=== Supplied records ===

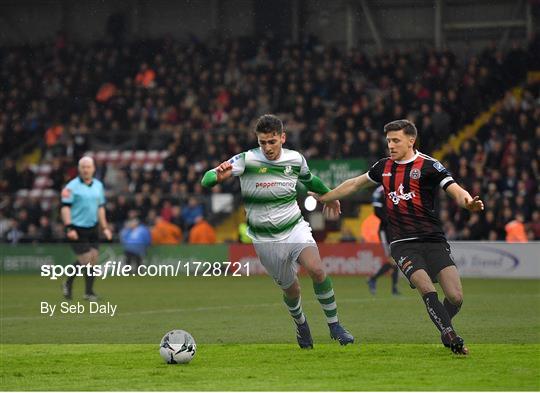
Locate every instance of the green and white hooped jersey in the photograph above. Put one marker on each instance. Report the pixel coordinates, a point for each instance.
(269, 191)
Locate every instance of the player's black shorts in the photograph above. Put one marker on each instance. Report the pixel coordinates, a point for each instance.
(383, 236)
(88, 238)
(413, 256)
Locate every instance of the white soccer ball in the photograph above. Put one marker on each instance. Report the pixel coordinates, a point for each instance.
(177, 346)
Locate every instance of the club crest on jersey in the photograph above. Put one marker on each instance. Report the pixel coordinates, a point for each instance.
(399, 195)
(415, 173)
(288, 170)
(437, 165)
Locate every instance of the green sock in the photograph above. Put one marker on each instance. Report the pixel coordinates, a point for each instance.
(325, 296)
(295, 309)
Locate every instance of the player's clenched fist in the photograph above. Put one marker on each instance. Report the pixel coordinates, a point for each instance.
(224, 170)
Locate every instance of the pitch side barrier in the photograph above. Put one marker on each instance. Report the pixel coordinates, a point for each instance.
(474, 259)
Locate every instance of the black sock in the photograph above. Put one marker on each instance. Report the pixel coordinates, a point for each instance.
(451, 308)
(89, 281)
(384, 268)
(395, 276)
(438, 313)
(70, 279)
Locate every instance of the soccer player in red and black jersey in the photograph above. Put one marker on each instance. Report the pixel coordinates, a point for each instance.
(417, 242)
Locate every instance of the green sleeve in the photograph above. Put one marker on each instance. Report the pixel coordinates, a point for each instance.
(316, 185)
(209, 179)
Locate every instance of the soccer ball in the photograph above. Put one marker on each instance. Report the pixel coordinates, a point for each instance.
(177, 346)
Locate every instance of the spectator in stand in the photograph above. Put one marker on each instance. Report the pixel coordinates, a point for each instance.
(135, 238)
(164, 232)
(191, 211)
(515, 230)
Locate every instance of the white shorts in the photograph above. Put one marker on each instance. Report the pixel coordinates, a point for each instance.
(280, 258)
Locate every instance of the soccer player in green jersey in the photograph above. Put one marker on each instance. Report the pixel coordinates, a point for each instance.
(281, 236)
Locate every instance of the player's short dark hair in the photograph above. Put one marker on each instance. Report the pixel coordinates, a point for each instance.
(407, 126)
(267, 124)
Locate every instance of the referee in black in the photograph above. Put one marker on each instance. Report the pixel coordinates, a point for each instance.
(83, 207)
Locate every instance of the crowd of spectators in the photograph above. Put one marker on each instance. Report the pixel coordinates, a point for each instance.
(198, 101)
(501, 164)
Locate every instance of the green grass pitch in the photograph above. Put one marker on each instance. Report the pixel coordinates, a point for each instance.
(246, 339)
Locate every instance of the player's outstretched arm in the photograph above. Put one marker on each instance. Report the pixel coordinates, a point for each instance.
(217, 175)
(346, 188)
(464, 199)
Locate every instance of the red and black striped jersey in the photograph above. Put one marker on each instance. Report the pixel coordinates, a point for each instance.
(410, 187)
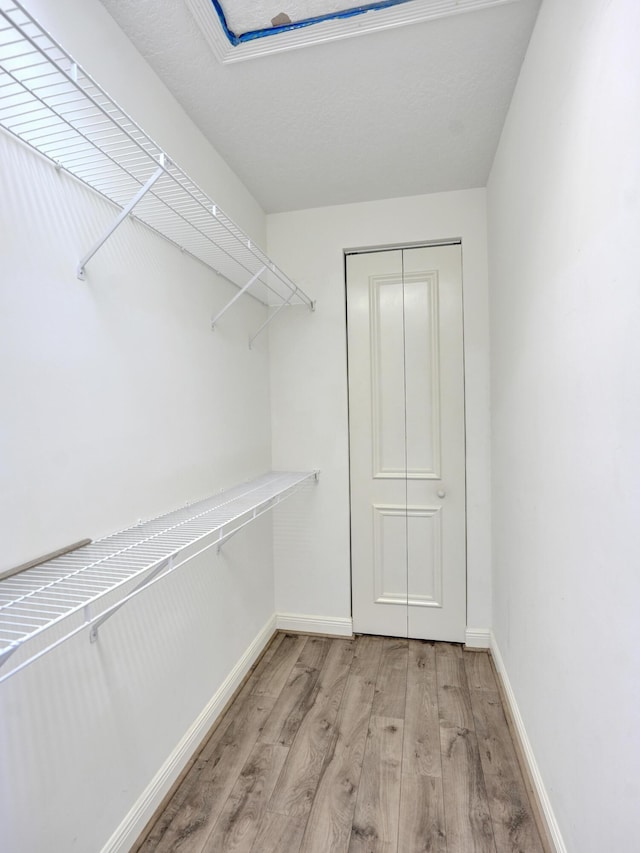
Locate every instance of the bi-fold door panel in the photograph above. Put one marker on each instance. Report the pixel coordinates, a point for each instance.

===

▶ Request
Starting at the row that contains "Locate every instance of the crowd" and ending at the last row, swap "marker" for "dot" and repeat those rows with nothing else changed. Leave the pictures out.

▶ Result of the exercise
Locate every instance of the crowd of spectators in the photograph above. Put one dot on each instance. Report the pixel coordinates, a point for each instance.
(198, 101)
(501, 164)
Locate every instance of the green grass pitch in the photograph above. Put one dot on each instance. Report the pixel coordinates, a point for each instance.
(246, 339)
Locate every instance of the player's outstretched arm in the photograph above. Put one dot on each instance. Report the pixel coordinates, a point for each instance.
(217, 175)
(346, 188)
(464, 199)
Locate every instance of the red and black striped jersey in the photograph above. Put one dot on each instance. Report the pixel coordinates, a point for each instance.
(410, 187)
Locate every instance of the bi-fold door panel in the photograph above. Put one dot on each instance. Report the pixel coordinates, a point for each instance.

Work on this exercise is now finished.